Dataset records:
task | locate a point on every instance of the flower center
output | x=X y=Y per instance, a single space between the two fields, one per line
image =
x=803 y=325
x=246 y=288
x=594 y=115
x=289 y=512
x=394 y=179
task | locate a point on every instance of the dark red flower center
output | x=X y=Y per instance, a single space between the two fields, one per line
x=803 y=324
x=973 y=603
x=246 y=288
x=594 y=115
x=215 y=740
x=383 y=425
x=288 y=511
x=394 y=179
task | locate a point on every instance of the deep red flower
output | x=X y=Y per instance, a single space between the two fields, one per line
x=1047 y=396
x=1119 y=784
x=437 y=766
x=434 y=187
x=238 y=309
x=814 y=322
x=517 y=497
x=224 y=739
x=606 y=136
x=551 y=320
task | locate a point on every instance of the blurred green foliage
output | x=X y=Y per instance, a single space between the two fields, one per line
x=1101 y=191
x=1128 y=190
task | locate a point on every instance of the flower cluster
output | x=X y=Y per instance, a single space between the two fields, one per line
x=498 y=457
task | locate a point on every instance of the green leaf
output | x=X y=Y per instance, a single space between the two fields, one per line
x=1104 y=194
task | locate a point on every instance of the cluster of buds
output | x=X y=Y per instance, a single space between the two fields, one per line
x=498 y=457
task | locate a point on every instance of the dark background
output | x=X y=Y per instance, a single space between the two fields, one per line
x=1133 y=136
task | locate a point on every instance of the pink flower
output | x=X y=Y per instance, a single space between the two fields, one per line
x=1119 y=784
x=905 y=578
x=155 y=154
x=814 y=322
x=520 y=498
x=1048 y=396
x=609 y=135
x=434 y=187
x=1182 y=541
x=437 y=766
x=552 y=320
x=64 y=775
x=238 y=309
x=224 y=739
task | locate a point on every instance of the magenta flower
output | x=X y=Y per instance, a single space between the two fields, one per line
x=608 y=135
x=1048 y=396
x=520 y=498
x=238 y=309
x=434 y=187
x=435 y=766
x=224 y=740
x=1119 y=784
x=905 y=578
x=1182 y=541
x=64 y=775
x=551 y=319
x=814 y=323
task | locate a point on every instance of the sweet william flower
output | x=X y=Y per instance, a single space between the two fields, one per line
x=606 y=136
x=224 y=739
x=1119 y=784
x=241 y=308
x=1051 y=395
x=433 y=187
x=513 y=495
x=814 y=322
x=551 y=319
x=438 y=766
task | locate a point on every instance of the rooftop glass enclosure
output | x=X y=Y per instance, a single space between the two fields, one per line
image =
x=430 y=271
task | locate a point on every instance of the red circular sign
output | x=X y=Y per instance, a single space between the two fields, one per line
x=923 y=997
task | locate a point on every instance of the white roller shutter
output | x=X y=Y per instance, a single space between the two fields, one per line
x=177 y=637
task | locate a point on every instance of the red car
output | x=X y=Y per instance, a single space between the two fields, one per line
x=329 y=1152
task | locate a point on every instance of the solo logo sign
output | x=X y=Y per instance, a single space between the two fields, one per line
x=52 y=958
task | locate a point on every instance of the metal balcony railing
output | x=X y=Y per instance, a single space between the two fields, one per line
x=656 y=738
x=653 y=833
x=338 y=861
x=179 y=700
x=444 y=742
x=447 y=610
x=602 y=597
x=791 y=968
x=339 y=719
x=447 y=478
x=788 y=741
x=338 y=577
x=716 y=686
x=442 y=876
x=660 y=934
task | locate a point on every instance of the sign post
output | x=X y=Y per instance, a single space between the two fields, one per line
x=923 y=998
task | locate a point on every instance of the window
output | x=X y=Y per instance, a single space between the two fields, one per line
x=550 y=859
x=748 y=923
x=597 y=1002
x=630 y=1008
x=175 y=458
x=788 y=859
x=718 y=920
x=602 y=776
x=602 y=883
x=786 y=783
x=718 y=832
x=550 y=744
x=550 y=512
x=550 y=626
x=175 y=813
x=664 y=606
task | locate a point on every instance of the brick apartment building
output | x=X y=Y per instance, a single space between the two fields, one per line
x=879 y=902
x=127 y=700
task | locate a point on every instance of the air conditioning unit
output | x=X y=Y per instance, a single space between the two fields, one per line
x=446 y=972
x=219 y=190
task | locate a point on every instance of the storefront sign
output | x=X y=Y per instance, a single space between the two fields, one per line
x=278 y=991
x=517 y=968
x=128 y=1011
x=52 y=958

■ Task goal: If a line contains the string "center", it counts toward the total; state that total for the records above and nothing more.

■ Response area: 2